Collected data
►

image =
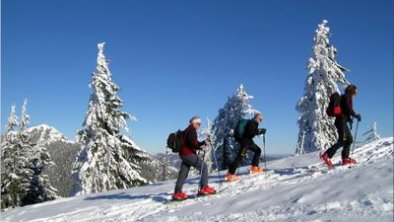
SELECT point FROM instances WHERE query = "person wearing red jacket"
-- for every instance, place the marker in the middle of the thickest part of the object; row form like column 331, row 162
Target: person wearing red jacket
column 189, row 157
column 345, row 138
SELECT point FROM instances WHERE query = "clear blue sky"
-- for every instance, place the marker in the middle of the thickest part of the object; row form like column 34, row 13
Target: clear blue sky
column 174, row 59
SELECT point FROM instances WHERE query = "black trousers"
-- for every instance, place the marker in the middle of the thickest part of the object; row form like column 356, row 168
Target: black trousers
column 187, row 162
column 245, row 146
column 345, row 139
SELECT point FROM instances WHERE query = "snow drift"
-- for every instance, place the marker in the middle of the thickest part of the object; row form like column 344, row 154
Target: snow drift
column 297, row 188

◄

**The exercise**. Copy the items above exactly as they appear, leaving out the pictures.

**Exercise solution**.
image =
SELECT point FROM instances WHERE query = "person wearing red jacket"
-- for every instance, place the marker in the middle of the thickest part of the object; row form like column 331, row 162
Target: person wearing red jacket
column 189, row 157
column 345, row 138
SELECT point FROM instances WHERE query = "clear blue sky"
-- for every instance, place the marker in the middle of the thickest part of the object; row form like column 34, row 13
Target: clear blue sky
column 174, row 59
SELECT point FROM instances WHERE query = "black trousers"
-- for every instance, place the marker in the middle of the thickest part of the object; row form like column 356, row 168
Target: black trousers
column 187, row 162
column 245, row 146
column 345, row 139
SELECT point FROM instances WHERE query = "snow drift"
-- for every instance, place the marker in the middle of the thickest part of the object; row form like column 344, row 154
Target: snow drift
column 297, row 188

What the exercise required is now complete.